## Exercise data
========================================================================

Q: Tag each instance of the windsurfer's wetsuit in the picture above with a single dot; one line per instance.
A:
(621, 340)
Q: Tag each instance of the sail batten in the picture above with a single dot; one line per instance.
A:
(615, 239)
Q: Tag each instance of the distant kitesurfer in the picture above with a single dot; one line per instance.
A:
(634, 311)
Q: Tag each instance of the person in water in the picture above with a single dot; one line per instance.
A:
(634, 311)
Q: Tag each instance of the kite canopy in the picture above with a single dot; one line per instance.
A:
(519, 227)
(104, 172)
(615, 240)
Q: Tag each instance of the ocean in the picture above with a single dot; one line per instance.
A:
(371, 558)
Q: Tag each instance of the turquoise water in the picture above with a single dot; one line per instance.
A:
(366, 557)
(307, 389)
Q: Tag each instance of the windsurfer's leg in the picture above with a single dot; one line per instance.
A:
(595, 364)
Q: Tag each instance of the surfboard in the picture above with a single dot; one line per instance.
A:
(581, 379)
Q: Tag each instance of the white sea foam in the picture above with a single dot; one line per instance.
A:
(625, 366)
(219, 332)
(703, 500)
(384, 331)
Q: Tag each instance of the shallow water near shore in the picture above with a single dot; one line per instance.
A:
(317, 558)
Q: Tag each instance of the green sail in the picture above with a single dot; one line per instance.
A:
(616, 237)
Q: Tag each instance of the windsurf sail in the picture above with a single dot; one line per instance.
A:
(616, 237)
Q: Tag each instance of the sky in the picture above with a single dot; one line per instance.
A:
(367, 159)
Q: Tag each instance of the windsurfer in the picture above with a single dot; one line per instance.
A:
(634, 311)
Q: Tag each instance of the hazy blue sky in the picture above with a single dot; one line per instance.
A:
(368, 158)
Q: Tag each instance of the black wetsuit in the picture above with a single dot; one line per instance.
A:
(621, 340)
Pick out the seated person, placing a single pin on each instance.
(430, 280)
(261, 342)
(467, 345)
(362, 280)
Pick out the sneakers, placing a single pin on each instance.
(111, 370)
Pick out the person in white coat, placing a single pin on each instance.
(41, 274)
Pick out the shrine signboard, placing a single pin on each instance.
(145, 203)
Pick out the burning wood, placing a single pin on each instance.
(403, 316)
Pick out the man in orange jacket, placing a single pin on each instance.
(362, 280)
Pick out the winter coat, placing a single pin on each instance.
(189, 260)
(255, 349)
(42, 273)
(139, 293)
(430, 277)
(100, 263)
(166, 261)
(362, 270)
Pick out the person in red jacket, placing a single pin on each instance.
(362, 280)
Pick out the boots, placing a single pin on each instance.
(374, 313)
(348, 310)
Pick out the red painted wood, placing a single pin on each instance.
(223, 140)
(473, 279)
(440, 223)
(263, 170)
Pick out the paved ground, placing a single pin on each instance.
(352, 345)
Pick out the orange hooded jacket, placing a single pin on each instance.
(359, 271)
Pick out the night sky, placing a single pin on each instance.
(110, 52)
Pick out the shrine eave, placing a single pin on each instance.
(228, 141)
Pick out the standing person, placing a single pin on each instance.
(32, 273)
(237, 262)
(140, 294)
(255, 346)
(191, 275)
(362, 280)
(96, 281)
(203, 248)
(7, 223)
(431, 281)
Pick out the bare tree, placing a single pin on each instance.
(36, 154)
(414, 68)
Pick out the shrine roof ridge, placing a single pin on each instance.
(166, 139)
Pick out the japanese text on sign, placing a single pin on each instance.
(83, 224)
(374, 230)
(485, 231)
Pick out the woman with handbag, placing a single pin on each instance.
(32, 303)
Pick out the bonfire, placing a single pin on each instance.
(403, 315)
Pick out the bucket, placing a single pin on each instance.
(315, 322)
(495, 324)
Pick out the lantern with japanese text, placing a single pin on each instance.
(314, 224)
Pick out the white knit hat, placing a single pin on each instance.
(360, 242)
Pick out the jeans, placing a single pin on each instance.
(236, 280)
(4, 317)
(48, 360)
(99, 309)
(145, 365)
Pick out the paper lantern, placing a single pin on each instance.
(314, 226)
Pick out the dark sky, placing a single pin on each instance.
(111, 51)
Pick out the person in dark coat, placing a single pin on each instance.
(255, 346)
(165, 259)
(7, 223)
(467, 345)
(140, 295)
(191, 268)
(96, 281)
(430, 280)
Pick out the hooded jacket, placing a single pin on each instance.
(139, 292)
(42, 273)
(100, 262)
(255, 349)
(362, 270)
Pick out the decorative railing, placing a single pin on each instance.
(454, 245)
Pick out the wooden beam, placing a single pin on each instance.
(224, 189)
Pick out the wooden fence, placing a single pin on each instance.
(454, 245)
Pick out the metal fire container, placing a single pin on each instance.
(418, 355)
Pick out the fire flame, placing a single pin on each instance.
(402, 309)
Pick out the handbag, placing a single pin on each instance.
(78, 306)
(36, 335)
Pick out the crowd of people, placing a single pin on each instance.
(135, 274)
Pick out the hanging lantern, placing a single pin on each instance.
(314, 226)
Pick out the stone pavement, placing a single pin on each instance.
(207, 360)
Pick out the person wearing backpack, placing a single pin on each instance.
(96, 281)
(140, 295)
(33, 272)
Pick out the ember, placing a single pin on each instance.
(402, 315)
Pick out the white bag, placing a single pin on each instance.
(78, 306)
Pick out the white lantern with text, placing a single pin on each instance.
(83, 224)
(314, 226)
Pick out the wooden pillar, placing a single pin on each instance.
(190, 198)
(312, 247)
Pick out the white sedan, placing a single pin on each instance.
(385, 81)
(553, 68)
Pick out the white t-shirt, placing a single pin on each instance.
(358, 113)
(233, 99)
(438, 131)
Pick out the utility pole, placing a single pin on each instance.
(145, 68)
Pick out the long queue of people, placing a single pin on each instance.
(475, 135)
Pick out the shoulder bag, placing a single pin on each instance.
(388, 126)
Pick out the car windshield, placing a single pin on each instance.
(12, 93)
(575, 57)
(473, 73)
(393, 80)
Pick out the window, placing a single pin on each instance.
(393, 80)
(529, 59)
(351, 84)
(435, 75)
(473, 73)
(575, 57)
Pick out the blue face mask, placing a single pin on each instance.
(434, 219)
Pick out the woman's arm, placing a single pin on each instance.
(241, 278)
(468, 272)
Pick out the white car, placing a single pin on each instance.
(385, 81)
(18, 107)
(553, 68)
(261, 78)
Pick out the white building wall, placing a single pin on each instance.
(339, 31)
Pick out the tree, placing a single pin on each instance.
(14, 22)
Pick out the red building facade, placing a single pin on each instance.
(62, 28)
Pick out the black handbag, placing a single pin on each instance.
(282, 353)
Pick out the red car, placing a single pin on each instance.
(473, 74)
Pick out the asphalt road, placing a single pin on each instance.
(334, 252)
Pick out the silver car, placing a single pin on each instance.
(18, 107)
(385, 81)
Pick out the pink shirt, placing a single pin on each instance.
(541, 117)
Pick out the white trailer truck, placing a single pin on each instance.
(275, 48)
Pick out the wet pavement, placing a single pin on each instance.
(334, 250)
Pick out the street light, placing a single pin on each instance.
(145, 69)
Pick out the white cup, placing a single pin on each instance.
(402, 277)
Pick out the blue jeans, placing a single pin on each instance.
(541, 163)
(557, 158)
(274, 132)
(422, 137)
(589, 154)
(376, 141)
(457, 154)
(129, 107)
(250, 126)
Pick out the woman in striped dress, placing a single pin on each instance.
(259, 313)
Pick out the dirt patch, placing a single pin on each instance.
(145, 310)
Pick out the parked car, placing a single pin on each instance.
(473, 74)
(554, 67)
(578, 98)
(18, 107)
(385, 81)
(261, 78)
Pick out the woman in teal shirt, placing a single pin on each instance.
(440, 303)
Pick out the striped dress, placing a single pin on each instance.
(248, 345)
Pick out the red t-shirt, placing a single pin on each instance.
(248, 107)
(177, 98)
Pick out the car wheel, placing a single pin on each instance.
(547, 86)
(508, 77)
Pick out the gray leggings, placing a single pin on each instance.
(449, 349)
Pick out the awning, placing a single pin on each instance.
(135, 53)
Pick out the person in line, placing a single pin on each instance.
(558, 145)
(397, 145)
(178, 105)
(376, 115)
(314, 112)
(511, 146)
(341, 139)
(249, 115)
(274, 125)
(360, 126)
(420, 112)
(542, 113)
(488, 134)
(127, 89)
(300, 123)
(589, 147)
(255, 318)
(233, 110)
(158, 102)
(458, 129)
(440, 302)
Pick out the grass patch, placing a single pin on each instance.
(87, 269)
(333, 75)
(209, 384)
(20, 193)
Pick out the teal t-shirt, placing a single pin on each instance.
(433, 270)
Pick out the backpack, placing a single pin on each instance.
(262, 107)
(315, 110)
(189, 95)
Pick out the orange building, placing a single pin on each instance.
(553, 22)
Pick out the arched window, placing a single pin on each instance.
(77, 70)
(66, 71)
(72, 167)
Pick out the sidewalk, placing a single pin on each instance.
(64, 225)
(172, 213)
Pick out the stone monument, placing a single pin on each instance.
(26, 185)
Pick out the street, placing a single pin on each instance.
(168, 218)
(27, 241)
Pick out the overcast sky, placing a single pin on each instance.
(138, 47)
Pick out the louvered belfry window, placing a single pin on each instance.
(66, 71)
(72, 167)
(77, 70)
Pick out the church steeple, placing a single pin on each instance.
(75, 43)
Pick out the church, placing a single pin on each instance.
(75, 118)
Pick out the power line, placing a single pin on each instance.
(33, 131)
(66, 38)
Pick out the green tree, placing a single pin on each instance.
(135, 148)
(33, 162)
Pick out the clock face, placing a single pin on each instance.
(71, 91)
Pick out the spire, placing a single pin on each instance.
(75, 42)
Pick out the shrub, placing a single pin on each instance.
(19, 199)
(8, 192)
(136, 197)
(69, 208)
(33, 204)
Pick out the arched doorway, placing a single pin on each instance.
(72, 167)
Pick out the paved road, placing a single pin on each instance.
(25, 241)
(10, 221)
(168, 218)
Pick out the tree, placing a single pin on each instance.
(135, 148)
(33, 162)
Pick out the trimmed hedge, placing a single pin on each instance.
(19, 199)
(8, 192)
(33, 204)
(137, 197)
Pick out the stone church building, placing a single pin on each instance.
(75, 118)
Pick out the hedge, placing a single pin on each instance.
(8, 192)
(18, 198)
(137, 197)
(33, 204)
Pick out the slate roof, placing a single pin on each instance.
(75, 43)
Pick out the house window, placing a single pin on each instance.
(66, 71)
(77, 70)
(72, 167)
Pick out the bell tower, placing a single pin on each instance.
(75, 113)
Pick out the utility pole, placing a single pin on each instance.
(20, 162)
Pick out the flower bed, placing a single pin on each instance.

========================================================================

In the listing above, how many of the lines contain the string "sail"? Respond with the number alone.

## Completed exercise
3